Tomorrow in the CERN laboratories deep beneath France and Switzerland, the Large Hadron Collider will be shooting a particle beam all the way around its 27 kilometre circumference. This is a preliminary circulation before the first high-energy particle collisions take place at the end of October.
A great deal of people in the media and in the public have raised concerns about the implications of such high-energy particle acceleration: the main concerns revolve around the theoretical possibility that the LHC’s particle collision will tear a large chunk out of our galaxy which, needless to say, would obliterate the Earth. This has resulted in some utterly frivolous lawsuits from Hawaii - the plaintiff can only win the case if their existence is ended. Rather than being afraid of the LHC, humanity should be proud: we as a species are about to conduct the largest-scale scientific experiment in human history. We are trying to emulate the very beginnings of the universe. We are, almost in a literal sense, playing God. It’s a moment to be proud of human ingenuity and to celebrate the enterprise of science. This is a moment of triumph, not of fear.
What will the Large Hadron Collider do? The collider is a giant experiment in the field of quantum physics. At the start of the universe subatomic particles, the smallest we can detect, were formed along with some of the forces that govern the operation of the universe. This universe creation theory is known as the Standard Model and features a set of elementary particles and forces that form the building blocks for the rest of the atomic universe. The Standard Model consists of these elementary particles: six quarks, six leptons, five bosons, and the legendary Higgs boson. It also has three of the four forces: electromagnetism, the strong nuclear force, and the weak nuclear force (the unincluded fourth being gravity).

▶ [Provided data]
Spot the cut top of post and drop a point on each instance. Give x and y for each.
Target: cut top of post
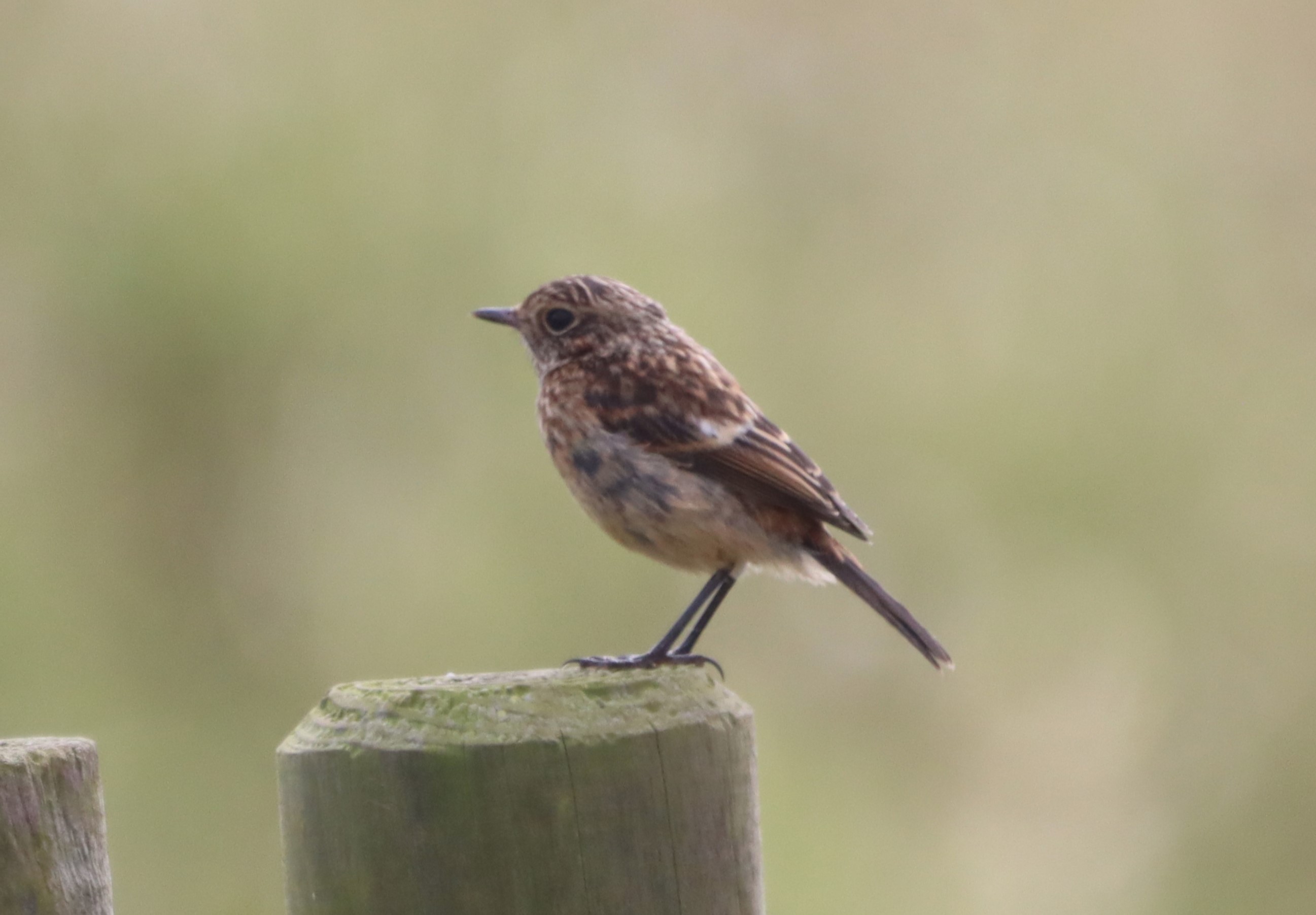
(512, 707)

▶ [Exercise set]
**A.** Reproduce the Large Hadron Collider article word for word, starting at "What will the" and ending at "fourth being gravity).".
**B.** Pick up the Large Hadron Collider article after its final sentence and keep writing it.

▶ [Answer section]
**A.**
What will the Large Hadron Collider do? The collider is a giant experiment in the field of quantum physics. At the start of the universe subatomic particles, the smallest we can detect, were formed along with some of the forces that govern the operation of the universe. This universe creation theory is known as the Standard Model and features a set of elementary particles and forces that form the building blocks for the rest of the atomic universe. The Standard Model consists of these elementary particles: six quarks, six leptons, five bosons, and the legendary Higgs boson. It also has three of the four forces: electromagnetism, the strong nuclear force, and the weak nuclear force (the unincluded fourth being gravity).

**B.**
This Standard Model theory was conceived in the twentieth century and as such is still disputed among the scientific community. It has numerous technical problems, one of which is that the Higgs boson is a theoretical and as-yet-undetected subatomic particle that was invented with the aim of giving particles mass. That is where the LHC comes in. The Large Hadron Collider is a particle accelerator meaning that it has the ability to shoot subatomic particles at immense speeds into other subatomic particles. This proton-proton collision should give some manner of explosive effect wherein the Higgs boson should theoretically be visible. If the Higgs boson is seen it will lend credence to the Standard Model and possibly win a Nobel Prize for Peter Higgs, the Scottish physicist behind the theorised particle. If not, it will provide evidence for other theories and give an insight into the troublesome nature of matter.
It has been almost two decades since the LHC was proposed and just over ten years since its construction began. It’s an immense structure on the French-Swiss border near Geneva hidden beneath pristine countryside. As well as creating the LHC to look like futuristic science-fiction, CERN’s research has already yielded positive results. You are able to read this text because of the invention of the World Wide Web by Tim Berners-Lee, a CERN scientist. His idea (his ‘www proposal’) was to combine hypertext with the CERN laboratories’ internet node and the domain name system. The first website was built at CERN and put online in 1991. From there sprang the modern World Wide Web which you are now using.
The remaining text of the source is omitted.